TRECHO APRESENTADO =>

Nesta medida a leitura corporal aproxima a literatura de outro suporte - o corpo – que, em seu bojo, traz a idéia de performance. Contemporaneamente a performance se converte em um termo ''mutante e nômade''1 (PRIETO, 2001) ao combinar diferentes genealogias e definições, segundo se fale a partir das artes plásticas, do teatro, da música, da antropologia ou da literatura. Provisoriamente no campo da literatura satisfaz-me a visão de Paul Zumthor que a entende como:

um ato de leitura onde além da decodificação da informação se agregam elementos não-informativos que evocam o prazer no receptor e se converte em realidade poética pela leitura que é praticada por um sujeito determinado. (ZUMTHOR, 2000,29)

Introduzir na literatura o tema da performance serve para estudar o presente na profusão de uma nova camada de trabalhadores informais que resgatam o histrionismo, a acrobacia e o malabarismo ou a técnica da mímica nas ruas das principais latino-americanas.2 Ou dos escritores que reivindicam a oralidade como é o caso de Elicura Chihuailaf, poeta mapuche chileno que em sua obra bilingüe ( en castellano e em mapuzugun) Recado confidencial a los chilenos se autodenomina um ''oralitor'' porque realiza a oralitura:

la palabra sostenida en la memoria, movida por ella, desde el hablar de la fuente que fluye en las comunidades. La palabra escrita no como mero artifício lingüístico ...sino como un compromiso en el presente del Sueño y la Memoria. (CHIHUAILAF,1999,62)

Se no presente a literatura como corpo espalha-se no âmbito multidisciplinar da performance e da poesia étnica, a fim de elaborar leituras diacrônicas, recorro à contribuição a Antonio Cornejo Polar, que, embora em seu momento compreendia a literatura latino-americana como totalidade, ressalta o fenômeno cultural como um sistema complexo, feito de vários conflitos e contradições. Um dos primeiros conflitos, segundo Cornejo Polar, seria a duplicidade de seus mecanismos de conformação - a oralidade e a escritura que remetem a duas racionalidades diferenciadas. Entre uma e outra há uma larga e complicada franja de interseções e aponta como grau zero de interação: o diálogo entre Atahualpa e o padre Vicente Valverde em Cajamarca em abril de 1532. Desde um locus, o Peru, Cornejo Polar compõe uma genealogia a seu conceito de heterogeneidade.

No caso do encontro de Cajamarca o episódio que aparece nas crônicas, deixou marcas profundas em performances andinas atuais como em Paucartambo, Carhuamayo3 que, ao lado das festas cristãs, também sobrevivem à transculturação em forma de rito da morte de Atahualpa. O episódio do breviário atirado ao chão por Atahualpa reverbera na cultura andina desde o século XVI pois se o livro sagrado provocava nos iletrados uma certa reação de submissão como se o livro ou as letras contivessem espíritos, não conteria a mesmo sentido que para os letrados.

EXERCÍCIOS =>
1. Diga se cada afirmação concorda com o trecho apresentado, respondendo sim ou não e citando literalmente as palavras do trecho que decidem a questão.
(a) Elicura Chihuailaf é um poeta mapuche chileno.
(b) O diálogo entre Atahualpa e o padre Vicente Valverde aconteceu em Cuzco.
(c) Cornejo Polar compreendia, em seu momento, a literatura latino-americana como totalidade.
2. Responda, conforme o trecho apresentado, às perguntas a seguir, marcando cada resposta com a letra correspondente.
(a) Em que língua, além do castelhano, está escrita a obra Recado confidencial a los chilenos?
(b) Quais são os dois mecanismos de conformação cuja duplicidade Cornejo Polar aponta?
(c) Desde que século o episódio do breviário reverbera na cultura andina?

DADOS FORNECIDOS =>
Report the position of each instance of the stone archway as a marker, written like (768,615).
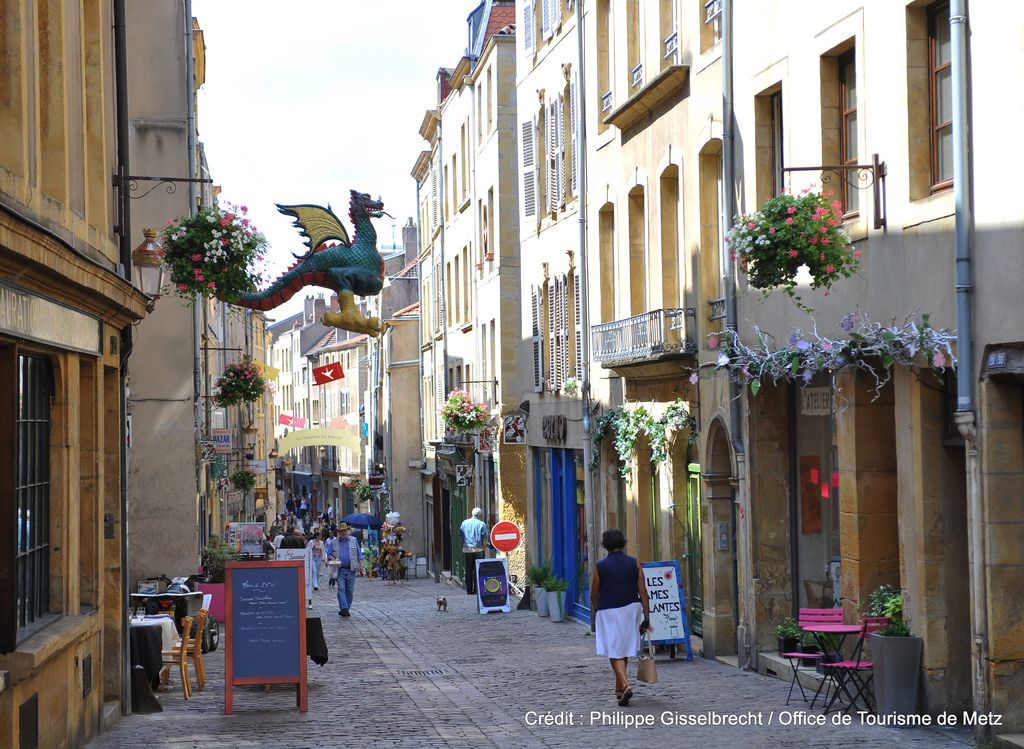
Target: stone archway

RESPOSTAS =>
1.
(a) Sim: "poeta mapuche chileno".
(b) Não: "em Cajamarca em abril de 1532".
(c) Sim: "em seu momento compreendia a literatura latino-americana como totalidade".

2.
(a) Em mapuzugun.
(b) A oralidade e a escritura.
(c) Desde o século XVI.